### Records shown

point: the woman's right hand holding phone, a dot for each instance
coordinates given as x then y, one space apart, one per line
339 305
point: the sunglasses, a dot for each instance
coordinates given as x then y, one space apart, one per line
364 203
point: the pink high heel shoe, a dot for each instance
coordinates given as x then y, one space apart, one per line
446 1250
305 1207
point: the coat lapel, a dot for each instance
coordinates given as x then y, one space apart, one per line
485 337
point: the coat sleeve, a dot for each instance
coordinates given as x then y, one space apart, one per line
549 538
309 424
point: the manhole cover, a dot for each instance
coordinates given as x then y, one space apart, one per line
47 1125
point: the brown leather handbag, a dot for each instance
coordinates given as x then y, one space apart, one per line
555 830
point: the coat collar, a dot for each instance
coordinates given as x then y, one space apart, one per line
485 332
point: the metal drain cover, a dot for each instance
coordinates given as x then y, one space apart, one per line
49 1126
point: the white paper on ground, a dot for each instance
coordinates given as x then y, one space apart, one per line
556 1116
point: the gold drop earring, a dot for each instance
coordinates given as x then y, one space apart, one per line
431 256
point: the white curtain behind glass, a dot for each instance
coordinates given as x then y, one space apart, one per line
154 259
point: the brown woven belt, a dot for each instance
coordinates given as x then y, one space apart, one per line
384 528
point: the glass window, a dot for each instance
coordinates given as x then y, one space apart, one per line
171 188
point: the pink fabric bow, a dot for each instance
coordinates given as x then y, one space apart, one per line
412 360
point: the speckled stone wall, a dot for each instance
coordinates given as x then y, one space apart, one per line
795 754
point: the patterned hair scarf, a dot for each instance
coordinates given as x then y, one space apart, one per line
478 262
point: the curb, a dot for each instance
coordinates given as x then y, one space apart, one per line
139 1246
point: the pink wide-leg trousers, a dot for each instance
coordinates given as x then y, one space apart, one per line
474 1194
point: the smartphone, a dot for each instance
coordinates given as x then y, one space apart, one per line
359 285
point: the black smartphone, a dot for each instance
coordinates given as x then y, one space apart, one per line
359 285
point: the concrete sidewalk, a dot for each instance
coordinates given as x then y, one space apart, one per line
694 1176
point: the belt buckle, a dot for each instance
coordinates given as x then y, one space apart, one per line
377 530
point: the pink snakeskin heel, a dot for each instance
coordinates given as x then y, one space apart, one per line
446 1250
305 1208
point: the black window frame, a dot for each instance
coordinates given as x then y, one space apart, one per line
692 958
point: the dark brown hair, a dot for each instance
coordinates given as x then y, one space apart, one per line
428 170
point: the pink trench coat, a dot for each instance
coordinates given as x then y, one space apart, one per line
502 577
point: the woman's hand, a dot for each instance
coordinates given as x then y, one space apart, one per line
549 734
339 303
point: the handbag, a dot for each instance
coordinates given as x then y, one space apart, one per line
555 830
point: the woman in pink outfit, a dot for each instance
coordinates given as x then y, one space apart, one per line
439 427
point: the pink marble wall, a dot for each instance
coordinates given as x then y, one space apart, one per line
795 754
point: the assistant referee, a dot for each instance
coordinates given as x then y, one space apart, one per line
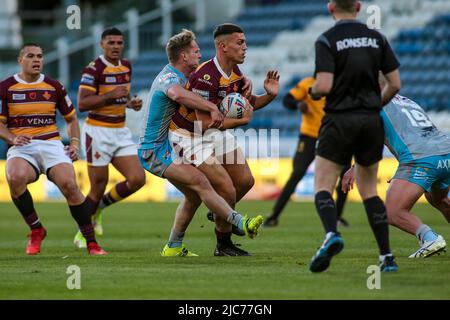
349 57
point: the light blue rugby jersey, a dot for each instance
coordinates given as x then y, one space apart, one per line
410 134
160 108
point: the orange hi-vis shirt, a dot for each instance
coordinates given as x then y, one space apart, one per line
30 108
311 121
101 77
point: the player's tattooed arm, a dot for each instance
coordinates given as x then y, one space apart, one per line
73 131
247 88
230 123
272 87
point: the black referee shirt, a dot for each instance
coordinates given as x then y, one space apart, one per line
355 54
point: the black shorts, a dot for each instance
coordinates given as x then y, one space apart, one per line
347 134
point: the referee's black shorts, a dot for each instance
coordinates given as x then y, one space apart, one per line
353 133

######

#### [Task objective]
Rewrite all of the listing above as a numbered list and drop any blank lines. Don't include the pictures in your answer.

#### [Problem solution]
1. point: the woman's right hand holding phone, a dot for each instance
2. coordinates given as x then y, one space apart, one per line
3. 339 305
4. point: the sunglasses, a dot for each instance
5. coordinates given as x then y, one space apart, one per line
6. 364 203
7. point: the pink high heel shoe, a dot for each instance
8. coordinates given as x then y, one space apart, one per line
9. 446 1250
10. 305 1207
11. point: the coat lapel, a dot for each instance
12. coordinates given as x then y, one space apart, one per line
13. 485 337
14. point: the coat sleeve, a dot for each instance
15. coordinates given as x then y, one space apart, one per line
16. 549 538
17. 309 424
18. point: the manhole cover, a dot for each instance
19. coordinates given as x then y, one space apart, one per line
20. 47 1125
21. point: the brown leather handbag, a dot for each instance
22. coordinates given as x then y, one space apart, one per line
23. 555 830
24. point: the coat collar, a dot for each instance
25. coordinates given as x then y, one space apart, one per line
26. 485 332
27. point: the metal drain cover, a dot for each instance
28. coordinates given as x then y, one space apart, one per line
29. 49 1126
30. point: the white paper on ground, a dot for each instance
31. coordinates given as x then y, one space apart, one per line
32. 556 1116
33. point: the gold drop earring, a dot for each instance
34. coordinates given as x then y, one space apart, one per line
35. 431 256
36. point: the white curtain behind glass, a dot for each instance
37. coordinates given as x then y, one space apart, one per line
38. 154 259
39. point: the brown woven belt, a dot for each instance
40. coordinates given as x then y, one space apart, one per line
41. 384 528
42. point: the glass window, a dot for each instance
43. coordinates given as x then y, one space apart, one per line
44. 171 188
45. point: the pink fabric bow, a dot for each instance
46. coordinates given as x then y, one space apart, one per line
47. 412 360
48. point: the speckled stone wall, a dot for each instance
49. coordinates given as x then y, one space apart, one per line
50. 795 754
51. point: the patterned hair scarf, a dot for each instance
52. coordinates given as x then y, one space apart, one per line
53. 478 262
54. point: the curb, a dot for each instance
55. coordinates given as x then y, one space apart, one per line
56. 139 1246
57. point: the pink wide-leg trousers, a dot for each instance
58. coordinates given as x then y, one space apart, one per line
59. 474 1194
60. point: the smartphone, a dot for each instance
61. coordinates given as x then y, one space apart, one per line
62. 359 285
63. point: the black smartphone, a dot for each instance
64. coordinates given as x then y, one space apart, one per line
65. 359 285
66. point: the concrete sidewalk, a dot for each instance
67. coordinates given as x then y, one space apart, one per line
68. 694 1176
69. point: the belt buckle, a dot for each instance
70. coordinates given as x then y, one space apart, one per line
71. 377 530
72. point: the pink snakeskin heel, a dot for each instance
73. coordinates given as x then y, one space apart, one per line
74. 446 1250
75. 305 1208
76. point: the black window frame, a dot for each instance
77. coordinates given as x then y, one space apart, one per line
78. 692 958
79. point: the dark brown hair, a dot for each instance
80. coordinates given as x then y, one space apart, one per line
81. 428 170
82. point: the pink trench coat, a dot for each instance
83. coordinates given as x then y, one space apart, one per line
84. 502 577
85. point: the woman's hand, a dot for each instance
86. coordinates given as x then y, one space apart, one per line
87. 549 734
88. 339 303
89. point: the handbag, a dot for each instance
90. coordinates given as x then y, one space apart, one per line
91. 555 830
92. point: the woman in pink outfit, a dot for each instance
93. coordinates given as x then y, one space apart, one per line
94. 439 427
95. point: the pink marble wall, a dot for each instance
96. coordinates given as x then y, one space apart, one per line
97. 795 754
98. point: the assistant referee, a dot for each instance
99. coordinates given as x then y, one space apart, one per line
100. 349 57
101. point: the light blue rugby jersey, a dot for each instance
102. coordinates given as x then y, one space apart, one per line
103. 410 134
104. 160 108
105. point: the orange hi-vis shirt, a dot for each instance
106. coordinates given as x then y, one space apart, one per line
107. 30 108
108. 311 121
109. 101 77
110. point: the player's tattooed arm, a dot for each instance
111. coordinates given as x then y, one space apart, one per line
112. 73 131
113. 247 88
114. 230 123
115. 272 87
116. point: the black referee shirt, a dot for each instance
117. coordinates given as x then y, one space apart, one per line
118. 355 54
119. point: the black shorts, a dot for each instance
120. coordinates given as x then y, one space apart, one per line
121. 347 134
122. point: the referee's black shorts, a dot for each instance
123. coordinates given as x then y, one space apart, one per line
124. 353 133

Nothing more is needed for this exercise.